Work item:
The result should be the line with "Mark the region of every instance of the white" followed by every remaining line of the entries, each reproduced exactly, with nothing else.

[[ Provided information, beginning ]]

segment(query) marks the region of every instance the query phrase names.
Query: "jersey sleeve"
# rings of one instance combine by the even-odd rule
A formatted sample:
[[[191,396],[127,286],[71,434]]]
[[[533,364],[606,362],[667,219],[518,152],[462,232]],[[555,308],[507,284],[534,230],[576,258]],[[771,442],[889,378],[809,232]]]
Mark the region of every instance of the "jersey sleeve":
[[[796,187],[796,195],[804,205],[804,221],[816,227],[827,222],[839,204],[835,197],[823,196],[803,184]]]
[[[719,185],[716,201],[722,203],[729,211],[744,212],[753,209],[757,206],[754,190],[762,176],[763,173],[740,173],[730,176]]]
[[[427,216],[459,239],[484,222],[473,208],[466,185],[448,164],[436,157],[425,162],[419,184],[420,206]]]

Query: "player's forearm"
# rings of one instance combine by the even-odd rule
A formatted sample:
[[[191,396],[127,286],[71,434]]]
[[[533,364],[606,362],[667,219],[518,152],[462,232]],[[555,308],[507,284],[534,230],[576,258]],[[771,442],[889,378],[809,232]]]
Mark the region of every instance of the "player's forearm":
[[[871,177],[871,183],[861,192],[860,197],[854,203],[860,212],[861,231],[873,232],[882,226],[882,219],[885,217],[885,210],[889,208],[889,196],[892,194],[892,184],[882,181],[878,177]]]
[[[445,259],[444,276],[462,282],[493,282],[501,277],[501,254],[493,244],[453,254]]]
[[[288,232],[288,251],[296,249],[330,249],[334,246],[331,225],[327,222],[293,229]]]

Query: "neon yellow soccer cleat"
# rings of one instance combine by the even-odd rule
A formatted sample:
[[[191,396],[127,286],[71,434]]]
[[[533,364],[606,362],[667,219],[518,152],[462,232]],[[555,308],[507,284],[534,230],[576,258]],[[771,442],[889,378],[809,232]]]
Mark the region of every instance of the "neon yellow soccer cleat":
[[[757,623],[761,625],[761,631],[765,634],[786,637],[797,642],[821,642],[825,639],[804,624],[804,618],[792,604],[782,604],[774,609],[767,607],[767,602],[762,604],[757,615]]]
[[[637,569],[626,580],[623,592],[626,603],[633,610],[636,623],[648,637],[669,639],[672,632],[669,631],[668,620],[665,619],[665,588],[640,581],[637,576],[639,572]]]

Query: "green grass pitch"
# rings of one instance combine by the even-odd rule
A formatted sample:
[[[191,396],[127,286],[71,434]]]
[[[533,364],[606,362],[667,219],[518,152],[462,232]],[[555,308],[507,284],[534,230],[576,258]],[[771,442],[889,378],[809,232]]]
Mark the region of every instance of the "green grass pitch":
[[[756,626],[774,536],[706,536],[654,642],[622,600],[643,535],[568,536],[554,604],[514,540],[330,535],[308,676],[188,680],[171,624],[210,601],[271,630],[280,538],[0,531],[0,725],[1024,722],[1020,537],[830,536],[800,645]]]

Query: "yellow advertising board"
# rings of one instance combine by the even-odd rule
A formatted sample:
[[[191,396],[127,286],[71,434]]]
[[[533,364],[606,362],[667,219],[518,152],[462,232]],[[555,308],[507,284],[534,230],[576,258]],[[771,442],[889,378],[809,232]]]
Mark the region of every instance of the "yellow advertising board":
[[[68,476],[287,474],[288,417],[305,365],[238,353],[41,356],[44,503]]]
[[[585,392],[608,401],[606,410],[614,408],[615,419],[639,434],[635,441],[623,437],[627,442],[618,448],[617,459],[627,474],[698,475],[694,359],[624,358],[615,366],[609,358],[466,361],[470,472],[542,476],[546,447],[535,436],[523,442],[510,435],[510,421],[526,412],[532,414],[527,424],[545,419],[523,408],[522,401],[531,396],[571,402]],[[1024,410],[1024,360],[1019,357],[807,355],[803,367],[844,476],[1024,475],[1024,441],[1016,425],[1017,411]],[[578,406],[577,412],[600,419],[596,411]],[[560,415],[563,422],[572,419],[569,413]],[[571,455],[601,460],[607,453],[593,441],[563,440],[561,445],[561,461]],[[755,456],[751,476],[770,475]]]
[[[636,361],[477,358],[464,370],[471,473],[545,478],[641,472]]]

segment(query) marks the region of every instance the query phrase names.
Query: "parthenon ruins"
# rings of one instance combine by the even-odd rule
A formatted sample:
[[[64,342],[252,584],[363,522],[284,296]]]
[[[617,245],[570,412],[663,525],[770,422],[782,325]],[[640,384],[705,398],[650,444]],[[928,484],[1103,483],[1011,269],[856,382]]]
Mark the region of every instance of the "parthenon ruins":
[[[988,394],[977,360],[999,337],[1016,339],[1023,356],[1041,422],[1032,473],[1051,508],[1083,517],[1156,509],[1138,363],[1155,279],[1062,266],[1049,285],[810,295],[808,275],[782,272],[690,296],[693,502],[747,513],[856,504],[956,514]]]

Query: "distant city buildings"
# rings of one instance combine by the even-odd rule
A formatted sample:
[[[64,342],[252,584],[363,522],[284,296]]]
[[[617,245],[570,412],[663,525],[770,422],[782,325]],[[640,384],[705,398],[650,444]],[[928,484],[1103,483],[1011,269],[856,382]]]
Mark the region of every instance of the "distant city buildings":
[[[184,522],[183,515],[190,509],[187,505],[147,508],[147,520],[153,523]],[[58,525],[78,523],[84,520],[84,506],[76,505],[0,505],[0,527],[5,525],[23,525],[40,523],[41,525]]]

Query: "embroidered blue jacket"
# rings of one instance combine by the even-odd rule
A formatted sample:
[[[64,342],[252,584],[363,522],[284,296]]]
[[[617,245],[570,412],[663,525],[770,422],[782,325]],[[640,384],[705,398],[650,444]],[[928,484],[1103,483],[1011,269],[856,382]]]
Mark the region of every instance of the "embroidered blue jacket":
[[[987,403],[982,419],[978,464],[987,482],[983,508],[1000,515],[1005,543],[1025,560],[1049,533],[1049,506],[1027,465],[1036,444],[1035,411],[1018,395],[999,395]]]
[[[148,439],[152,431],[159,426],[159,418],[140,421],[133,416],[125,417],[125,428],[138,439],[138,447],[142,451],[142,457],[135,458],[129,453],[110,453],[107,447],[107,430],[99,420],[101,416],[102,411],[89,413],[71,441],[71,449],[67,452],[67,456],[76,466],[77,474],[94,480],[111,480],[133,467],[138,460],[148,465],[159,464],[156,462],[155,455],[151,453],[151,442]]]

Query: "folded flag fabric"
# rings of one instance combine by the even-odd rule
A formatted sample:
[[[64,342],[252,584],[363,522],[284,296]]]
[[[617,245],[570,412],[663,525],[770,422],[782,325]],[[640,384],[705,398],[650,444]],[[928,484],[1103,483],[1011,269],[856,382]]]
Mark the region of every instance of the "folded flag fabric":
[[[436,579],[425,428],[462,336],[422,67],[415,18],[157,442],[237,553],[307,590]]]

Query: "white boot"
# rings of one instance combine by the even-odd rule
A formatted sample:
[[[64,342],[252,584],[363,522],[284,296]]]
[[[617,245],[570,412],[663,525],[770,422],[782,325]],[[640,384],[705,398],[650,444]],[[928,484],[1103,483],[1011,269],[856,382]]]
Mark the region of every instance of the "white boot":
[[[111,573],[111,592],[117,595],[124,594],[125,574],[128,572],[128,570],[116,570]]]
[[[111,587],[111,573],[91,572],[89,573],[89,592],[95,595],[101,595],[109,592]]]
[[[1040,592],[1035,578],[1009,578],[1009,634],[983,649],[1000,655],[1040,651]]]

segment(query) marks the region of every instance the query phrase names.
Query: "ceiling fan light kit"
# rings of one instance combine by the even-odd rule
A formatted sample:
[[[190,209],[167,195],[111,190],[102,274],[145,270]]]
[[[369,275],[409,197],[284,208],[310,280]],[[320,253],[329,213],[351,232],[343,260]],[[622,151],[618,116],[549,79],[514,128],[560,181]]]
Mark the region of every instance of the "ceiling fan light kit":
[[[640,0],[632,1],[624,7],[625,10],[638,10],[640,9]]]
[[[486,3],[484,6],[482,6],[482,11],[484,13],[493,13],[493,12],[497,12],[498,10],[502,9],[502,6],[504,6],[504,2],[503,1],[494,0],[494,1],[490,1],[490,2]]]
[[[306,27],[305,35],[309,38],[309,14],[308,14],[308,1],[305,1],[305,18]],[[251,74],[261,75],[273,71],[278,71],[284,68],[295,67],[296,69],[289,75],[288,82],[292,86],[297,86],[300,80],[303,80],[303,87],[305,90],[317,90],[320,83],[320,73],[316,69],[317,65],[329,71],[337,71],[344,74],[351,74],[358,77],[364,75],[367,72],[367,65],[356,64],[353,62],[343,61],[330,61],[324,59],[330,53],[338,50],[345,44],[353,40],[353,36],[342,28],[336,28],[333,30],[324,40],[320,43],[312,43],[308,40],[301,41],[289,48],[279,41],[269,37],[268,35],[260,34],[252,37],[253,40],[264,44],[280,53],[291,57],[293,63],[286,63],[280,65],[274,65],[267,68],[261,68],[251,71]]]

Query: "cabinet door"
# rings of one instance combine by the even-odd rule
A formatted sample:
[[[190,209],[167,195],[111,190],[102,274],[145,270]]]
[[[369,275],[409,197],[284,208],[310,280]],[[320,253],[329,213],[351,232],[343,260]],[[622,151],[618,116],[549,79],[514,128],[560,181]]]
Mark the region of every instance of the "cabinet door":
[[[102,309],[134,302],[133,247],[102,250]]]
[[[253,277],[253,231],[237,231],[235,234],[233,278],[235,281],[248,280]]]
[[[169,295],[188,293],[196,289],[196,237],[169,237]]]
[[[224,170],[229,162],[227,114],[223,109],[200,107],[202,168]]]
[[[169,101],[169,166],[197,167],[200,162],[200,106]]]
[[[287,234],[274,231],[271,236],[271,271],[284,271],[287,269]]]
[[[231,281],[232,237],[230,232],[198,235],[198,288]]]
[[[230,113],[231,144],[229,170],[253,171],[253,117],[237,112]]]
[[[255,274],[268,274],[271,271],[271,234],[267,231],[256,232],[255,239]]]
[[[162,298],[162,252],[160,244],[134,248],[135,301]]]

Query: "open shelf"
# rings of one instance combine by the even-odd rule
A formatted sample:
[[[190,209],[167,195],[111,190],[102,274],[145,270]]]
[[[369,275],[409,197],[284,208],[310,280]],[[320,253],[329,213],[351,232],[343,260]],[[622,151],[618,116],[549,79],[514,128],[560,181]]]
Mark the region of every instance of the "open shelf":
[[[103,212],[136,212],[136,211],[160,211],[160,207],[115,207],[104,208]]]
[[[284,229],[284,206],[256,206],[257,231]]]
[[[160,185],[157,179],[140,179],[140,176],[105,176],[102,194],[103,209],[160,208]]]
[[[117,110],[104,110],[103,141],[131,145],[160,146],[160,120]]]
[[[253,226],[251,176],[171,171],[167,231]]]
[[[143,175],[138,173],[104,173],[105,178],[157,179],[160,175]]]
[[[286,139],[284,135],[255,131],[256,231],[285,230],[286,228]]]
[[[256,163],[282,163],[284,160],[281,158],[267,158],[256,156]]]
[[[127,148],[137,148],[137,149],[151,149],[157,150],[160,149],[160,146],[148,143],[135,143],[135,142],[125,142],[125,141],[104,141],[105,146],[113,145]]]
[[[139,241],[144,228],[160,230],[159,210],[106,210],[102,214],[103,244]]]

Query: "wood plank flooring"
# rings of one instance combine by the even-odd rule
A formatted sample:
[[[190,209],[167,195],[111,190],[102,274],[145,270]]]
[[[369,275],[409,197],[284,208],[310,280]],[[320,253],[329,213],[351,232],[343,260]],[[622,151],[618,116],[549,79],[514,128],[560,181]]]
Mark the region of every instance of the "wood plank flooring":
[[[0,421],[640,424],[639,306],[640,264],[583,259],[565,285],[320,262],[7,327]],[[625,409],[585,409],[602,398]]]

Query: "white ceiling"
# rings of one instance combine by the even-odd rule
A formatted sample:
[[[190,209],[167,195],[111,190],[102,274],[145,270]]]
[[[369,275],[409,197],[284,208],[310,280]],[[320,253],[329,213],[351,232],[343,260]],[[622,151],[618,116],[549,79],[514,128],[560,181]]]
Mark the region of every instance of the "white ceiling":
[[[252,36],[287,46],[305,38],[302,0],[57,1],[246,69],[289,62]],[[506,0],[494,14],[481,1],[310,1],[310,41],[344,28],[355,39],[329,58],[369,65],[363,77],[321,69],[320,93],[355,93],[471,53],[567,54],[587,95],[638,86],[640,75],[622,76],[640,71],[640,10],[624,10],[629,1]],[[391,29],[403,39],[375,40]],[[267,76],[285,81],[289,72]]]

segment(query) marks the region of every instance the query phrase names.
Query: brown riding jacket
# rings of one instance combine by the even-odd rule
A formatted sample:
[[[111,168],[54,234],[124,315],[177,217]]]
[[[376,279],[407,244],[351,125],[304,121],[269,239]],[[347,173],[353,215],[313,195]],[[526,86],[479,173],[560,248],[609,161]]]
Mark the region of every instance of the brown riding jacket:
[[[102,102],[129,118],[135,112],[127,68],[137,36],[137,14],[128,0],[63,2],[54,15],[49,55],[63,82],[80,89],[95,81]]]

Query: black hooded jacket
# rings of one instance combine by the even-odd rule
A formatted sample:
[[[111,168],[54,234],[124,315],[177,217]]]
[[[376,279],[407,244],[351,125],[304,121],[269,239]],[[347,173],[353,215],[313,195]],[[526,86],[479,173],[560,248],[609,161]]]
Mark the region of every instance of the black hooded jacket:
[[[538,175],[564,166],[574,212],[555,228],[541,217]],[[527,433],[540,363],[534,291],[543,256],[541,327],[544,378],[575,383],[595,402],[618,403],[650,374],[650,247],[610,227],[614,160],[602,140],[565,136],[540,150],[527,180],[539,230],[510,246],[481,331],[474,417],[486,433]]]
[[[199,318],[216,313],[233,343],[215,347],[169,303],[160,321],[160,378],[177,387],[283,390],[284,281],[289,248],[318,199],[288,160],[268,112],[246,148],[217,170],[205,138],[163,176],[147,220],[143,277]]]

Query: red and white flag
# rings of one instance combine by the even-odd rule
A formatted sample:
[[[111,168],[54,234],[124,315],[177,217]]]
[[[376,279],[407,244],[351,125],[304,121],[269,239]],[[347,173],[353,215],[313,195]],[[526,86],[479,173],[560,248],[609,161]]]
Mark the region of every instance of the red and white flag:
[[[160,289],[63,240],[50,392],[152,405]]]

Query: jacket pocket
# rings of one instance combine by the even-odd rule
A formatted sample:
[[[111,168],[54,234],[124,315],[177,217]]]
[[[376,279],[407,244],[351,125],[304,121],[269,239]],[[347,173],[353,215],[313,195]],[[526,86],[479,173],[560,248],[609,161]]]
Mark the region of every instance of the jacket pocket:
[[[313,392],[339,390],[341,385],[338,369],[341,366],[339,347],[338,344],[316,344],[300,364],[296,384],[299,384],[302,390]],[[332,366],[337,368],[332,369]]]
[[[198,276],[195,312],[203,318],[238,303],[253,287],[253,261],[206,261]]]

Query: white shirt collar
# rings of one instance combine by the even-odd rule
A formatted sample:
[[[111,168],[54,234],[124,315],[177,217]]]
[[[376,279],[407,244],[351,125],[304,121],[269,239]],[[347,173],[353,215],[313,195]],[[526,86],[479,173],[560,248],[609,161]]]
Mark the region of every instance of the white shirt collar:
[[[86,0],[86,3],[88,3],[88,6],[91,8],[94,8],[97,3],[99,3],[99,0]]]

[[ Provided information, end ]]

Answer to the exercise:
Mark the region of every instance of the white shirt collar:
[[[86,0],[86,3],[88,3],[88,6],[91,8],[94,8],[97,3],[99,3],[99,0]]]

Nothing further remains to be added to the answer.